*Explore the material:*
a) In the thread on Apple's control over iPhone software, why does the MacBook owner say they won't buy an iPhone?
b) Write a continuation of the thread on Apple's control over iPhone software, picking up after its final comment.

*Selected passage:*

Content starts

Not directly, but they control the most popular portal to the open Internet with chromium to shape ad delivery, and (depending on how dramatic you want to be) the shape of reality presented to their users based on their AI models. Not directly profitable, but damn that's a scary level of power.
Could the restriction not be the device owner choosing to use it? If some rando vibe coded an app and the os told me all the things it can access, I'd probably want to trust the developer before installing it. Why do I need to beg Apple's permission to use software better than their first party offering?
Because you made the choice to trust Apple when you bought an iPhone. And while you may make a deep study of who is providing your alternative AI app (is that even possible with openAI or Copilot or Gemini?), the average use will pick something shiny and lose their savings when it transfers their bank balance outside the country.
> the average use will pick something shiny and lose their savings when it transfers their bank balance outside the country.
Couldn't you make a more believable straw man, please? The "Nigerian prince wants to send you billions" is really tired. Try something more emotional! Hackers will steal your kid's photos and post them on pedophile forums or something. This will resonate better with uninitiated and allow to easier lobby monopolistic practices. Good luck!
Just because I bought an Apple product doesn't mean I made the choice to trust them globally across everything I do on my device, when did this become a binary that the hardware vendor must also be the only trusted software and service vendor? I like my MacBook because I trusted Apple to build great hardware, a pretty okay os, and services I don't give a shit about. I won't buy an iPhone because Apple has removed the ability to distinguish between those things on that platform.
Surely there's something better we can do than say "the average user is a dumbfuck better consolidate all control with Apple".

Content ends

*Data records:*
Content starts

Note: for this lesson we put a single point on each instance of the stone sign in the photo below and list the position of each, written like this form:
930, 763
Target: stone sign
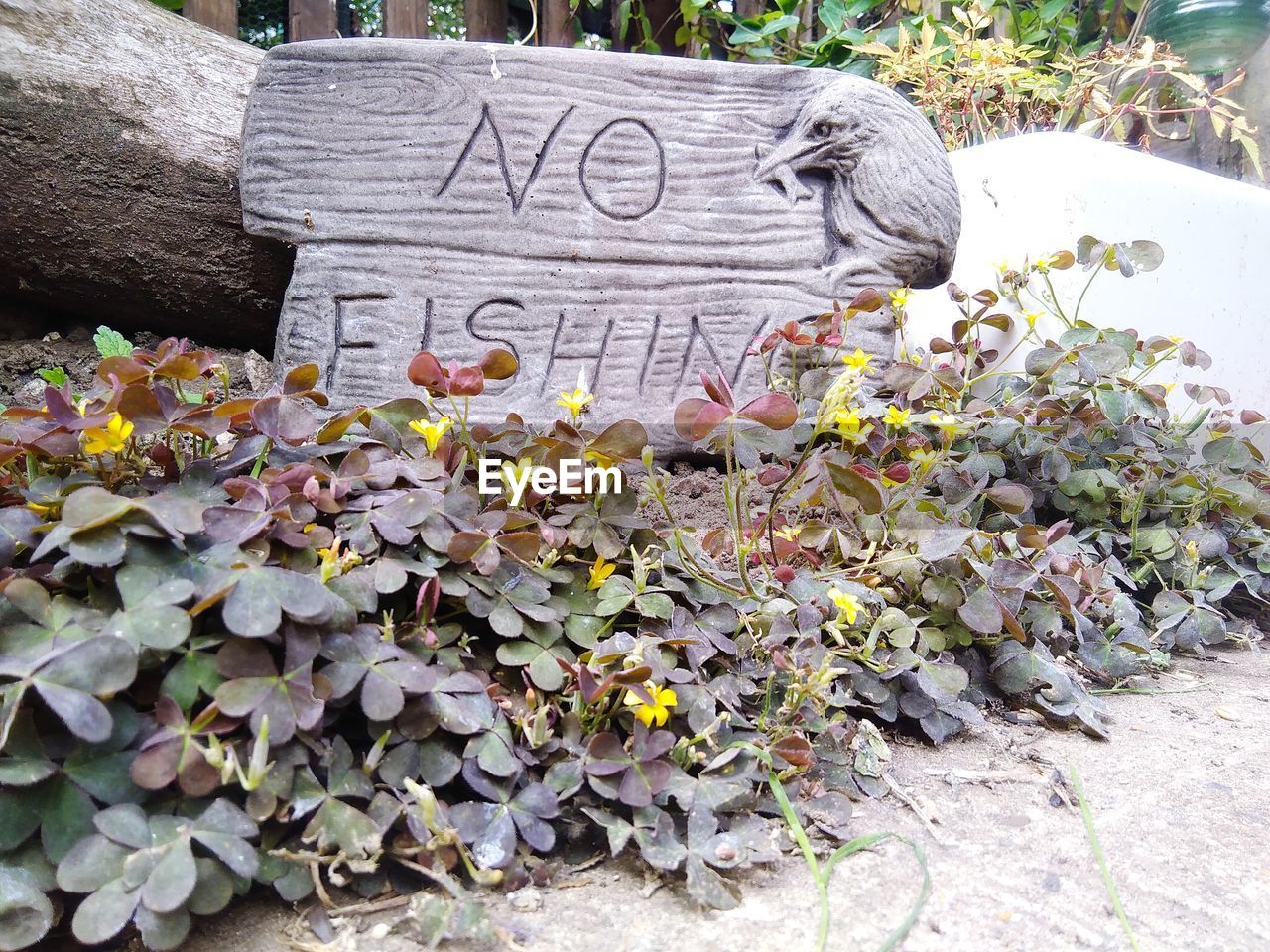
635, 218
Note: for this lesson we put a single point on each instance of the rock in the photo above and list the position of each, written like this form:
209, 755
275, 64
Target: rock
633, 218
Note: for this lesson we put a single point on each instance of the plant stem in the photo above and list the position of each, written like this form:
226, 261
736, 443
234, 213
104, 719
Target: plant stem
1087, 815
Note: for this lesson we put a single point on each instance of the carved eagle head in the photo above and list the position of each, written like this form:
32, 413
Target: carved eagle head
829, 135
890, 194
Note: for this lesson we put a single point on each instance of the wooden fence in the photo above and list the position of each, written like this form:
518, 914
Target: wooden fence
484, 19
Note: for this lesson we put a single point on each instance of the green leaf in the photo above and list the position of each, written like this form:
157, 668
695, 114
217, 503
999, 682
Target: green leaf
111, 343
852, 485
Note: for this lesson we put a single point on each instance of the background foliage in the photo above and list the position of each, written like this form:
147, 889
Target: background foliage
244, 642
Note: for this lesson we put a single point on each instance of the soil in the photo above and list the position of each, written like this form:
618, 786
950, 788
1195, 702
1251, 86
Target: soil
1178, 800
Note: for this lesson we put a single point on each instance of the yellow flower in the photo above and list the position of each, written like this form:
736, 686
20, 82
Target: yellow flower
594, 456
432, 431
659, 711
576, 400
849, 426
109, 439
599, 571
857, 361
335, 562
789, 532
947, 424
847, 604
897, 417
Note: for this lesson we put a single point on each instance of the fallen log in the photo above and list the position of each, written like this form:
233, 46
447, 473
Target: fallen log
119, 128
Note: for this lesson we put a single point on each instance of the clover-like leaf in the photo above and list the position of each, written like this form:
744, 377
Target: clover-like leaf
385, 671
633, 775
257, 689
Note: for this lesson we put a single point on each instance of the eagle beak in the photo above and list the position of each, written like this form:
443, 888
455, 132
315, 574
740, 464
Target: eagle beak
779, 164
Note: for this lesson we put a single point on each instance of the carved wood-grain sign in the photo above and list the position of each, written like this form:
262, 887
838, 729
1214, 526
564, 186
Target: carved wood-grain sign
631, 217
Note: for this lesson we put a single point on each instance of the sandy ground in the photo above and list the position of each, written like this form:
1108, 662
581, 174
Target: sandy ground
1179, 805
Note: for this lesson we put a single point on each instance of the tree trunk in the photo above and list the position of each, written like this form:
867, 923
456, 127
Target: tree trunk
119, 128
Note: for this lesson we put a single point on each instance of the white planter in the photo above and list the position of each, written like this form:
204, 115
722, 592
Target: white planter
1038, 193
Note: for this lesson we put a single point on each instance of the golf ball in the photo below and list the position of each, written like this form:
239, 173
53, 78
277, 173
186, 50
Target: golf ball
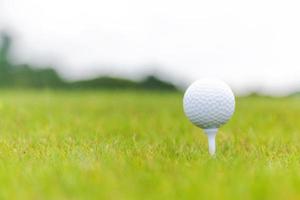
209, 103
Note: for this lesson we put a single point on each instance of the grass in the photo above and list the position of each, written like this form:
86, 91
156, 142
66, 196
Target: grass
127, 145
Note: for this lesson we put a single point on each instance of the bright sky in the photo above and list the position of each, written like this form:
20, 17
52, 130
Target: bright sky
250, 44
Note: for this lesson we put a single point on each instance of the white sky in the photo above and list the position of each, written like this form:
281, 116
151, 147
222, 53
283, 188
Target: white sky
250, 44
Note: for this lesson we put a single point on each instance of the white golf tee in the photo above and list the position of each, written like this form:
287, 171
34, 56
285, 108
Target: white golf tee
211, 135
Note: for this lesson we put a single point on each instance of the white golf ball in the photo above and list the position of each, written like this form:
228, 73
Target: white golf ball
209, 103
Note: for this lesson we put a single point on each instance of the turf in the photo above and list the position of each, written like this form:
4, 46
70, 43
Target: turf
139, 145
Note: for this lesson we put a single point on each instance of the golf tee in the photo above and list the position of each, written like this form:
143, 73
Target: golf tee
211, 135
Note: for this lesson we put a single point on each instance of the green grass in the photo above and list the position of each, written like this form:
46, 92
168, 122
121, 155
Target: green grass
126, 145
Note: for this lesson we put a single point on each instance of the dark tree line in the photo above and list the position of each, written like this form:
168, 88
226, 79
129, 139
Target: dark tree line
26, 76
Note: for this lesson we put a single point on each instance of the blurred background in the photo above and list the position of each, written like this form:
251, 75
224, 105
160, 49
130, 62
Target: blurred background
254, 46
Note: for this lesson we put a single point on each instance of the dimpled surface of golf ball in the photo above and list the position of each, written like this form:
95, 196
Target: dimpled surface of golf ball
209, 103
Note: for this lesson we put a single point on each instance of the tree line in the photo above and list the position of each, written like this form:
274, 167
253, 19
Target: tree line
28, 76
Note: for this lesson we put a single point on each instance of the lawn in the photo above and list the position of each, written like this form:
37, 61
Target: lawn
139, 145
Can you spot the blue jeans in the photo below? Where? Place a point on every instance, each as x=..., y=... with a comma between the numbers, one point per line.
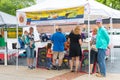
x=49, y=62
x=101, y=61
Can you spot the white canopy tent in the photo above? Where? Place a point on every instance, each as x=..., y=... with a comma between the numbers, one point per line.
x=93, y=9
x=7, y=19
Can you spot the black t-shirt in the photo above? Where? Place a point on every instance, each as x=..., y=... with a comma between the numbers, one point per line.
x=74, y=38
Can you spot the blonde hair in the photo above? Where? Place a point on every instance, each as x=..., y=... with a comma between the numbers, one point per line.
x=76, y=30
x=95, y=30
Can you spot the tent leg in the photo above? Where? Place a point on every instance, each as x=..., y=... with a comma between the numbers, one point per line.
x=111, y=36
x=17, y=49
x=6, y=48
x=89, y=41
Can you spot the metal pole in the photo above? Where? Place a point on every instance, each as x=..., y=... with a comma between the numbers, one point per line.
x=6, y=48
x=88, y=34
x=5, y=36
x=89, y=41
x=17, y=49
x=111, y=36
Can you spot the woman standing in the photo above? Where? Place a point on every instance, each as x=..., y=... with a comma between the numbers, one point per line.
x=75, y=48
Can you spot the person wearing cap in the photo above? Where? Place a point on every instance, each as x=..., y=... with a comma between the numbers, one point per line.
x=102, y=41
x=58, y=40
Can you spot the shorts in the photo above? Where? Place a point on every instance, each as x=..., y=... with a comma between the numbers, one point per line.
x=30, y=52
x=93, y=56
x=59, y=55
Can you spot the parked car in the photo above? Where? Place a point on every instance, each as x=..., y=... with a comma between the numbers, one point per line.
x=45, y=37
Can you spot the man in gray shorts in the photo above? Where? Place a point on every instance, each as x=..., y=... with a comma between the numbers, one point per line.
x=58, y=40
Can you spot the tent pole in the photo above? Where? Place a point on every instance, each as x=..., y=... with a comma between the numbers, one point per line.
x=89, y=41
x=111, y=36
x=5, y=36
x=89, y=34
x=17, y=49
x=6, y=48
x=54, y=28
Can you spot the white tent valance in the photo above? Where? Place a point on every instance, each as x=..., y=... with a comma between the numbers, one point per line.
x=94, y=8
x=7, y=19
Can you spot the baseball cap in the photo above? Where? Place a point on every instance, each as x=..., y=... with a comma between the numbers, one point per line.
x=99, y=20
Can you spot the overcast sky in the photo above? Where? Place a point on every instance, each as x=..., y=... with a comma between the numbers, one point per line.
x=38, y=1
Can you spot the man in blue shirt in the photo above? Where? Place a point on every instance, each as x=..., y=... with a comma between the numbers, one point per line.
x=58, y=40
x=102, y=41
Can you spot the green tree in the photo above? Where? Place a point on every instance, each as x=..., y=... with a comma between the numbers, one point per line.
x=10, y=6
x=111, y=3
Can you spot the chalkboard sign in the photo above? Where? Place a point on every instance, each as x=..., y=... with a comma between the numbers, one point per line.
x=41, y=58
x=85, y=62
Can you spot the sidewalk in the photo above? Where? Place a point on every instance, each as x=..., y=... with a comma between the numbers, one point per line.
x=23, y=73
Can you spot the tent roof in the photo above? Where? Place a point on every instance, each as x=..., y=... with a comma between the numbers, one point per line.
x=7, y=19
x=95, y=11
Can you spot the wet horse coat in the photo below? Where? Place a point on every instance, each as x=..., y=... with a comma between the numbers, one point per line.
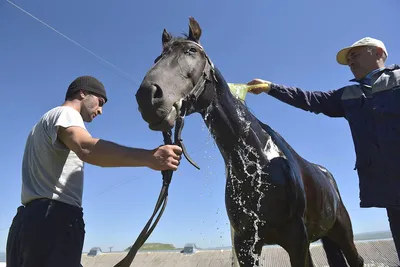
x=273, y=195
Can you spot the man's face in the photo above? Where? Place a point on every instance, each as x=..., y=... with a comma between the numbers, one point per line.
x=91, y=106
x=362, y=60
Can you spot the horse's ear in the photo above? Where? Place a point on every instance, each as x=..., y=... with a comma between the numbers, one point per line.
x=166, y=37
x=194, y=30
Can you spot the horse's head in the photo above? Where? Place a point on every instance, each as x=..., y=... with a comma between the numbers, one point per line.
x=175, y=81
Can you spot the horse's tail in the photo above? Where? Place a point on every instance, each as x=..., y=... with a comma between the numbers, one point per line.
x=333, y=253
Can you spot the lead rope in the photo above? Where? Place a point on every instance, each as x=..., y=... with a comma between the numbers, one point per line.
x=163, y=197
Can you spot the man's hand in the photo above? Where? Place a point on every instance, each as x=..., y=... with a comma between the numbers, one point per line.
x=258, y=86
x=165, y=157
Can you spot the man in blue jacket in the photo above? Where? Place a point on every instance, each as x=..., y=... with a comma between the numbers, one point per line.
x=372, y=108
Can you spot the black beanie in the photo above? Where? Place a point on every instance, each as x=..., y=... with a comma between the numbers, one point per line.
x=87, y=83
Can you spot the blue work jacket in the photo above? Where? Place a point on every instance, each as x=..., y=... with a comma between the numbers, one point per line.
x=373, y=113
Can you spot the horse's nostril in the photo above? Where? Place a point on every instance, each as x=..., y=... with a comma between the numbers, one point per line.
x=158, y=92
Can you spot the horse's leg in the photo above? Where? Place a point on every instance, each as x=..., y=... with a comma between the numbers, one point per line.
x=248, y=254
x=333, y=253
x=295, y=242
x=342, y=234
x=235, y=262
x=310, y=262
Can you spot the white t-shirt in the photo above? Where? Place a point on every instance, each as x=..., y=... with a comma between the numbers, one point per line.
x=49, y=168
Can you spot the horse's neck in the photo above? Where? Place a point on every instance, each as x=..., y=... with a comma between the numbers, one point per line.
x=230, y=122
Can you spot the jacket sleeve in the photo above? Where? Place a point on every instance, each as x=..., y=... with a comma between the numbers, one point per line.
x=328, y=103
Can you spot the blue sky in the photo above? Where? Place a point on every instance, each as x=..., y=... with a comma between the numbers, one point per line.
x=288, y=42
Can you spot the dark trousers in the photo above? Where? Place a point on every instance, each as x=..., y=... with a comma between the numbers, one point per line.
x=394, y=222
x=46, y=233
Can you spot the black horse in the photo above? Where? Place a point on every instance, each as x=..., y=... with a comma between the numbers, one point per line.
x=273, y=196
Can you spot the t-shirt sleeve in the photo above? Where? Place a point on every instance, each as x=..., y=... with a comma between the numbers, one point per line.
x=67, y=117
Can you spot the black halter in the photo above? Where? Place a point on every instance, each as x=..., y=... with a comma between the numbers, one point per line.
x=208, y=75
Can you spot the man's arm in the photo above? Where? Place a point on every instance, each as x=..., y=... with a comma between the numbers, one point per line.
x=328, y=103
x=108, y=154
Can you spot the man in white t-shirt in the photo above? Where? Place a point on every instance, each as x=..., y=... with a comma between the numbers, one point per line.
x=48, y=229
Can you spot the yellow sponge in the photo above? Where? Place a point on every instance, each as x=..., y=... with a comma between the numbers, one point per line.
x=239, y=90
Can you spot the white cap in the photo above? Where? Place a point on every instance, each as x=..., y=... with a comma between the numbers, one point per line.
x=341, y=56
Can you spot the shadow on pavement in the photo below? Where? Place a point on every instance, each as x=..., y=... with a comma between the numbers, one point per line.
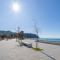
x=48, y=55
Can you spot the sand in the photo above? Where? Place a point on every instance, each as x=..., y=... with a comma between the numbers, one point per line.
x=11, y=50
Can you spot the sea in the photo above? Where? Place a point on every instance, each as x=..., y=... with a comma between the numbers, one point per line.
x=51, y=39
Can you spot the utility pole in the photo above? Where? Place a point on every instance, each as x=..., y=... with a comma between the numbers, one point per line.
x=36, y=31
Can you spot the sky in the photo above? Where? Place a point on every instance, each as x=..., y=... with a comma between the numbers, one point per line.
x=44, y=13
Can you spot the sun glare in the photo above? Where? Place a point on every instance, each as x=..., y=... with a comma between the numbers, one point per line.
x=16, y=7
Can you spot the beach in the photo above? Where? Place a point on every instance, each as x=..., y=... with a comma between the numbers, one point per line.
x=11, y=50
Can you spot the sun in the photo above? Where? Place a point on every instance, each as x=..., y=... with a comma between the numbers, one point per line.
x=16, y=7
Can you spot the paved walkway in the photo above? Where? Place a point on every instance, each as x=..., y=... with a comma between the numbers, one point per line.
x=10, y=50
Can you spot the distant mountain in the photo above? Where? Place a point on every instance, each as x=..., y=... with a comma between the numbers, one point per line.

Content ends

*Answers to this exercise:*
a) Because Apple has removed the ability to distinguish between hardware, the OS, and services on that platform.

b)
Two things can be true, you can choose to install software from a curated store, policed by an entity you trust to do that. I can install whatever trash I want from the internet and risk my own security doing so. These two things aren't in conflict and could be enabled with a change in policy from Apple.
Worried about grandma installing shady apps? Enable parental controls on her phone.
I don't know if there's an iOS equivalent, but Buzzkill on Android is really great for this. I set up filters to hide all the stupid Amazon ad notifications.
If you're on Android, I'll always recommend Buzzkill to add very granular rules for notification filtering. I set up all kinds of filters just for the Amazon app.
On iOS I assume you're sol, that notification system is unhinged to my eyes.
Am I understanding correctly that iOS notifications have to go over apns unless on the same local network as the HA server? I do appreciate that android makes this possible for ha and signal (and others) in all cases, it should be up to the user to choose centralizing the connection vs. slightly worse battery life.
Yeah I'm disappointed this isn't pointed out in the opening paragraph. It's fair to critique Google for convincing devs that fcm is the only option, and obviously iOS is designed for Apple to do whatever they want, regardless of the owner's wishes, but Android does have other, viable, options. iOS and Android aren't equally bad here.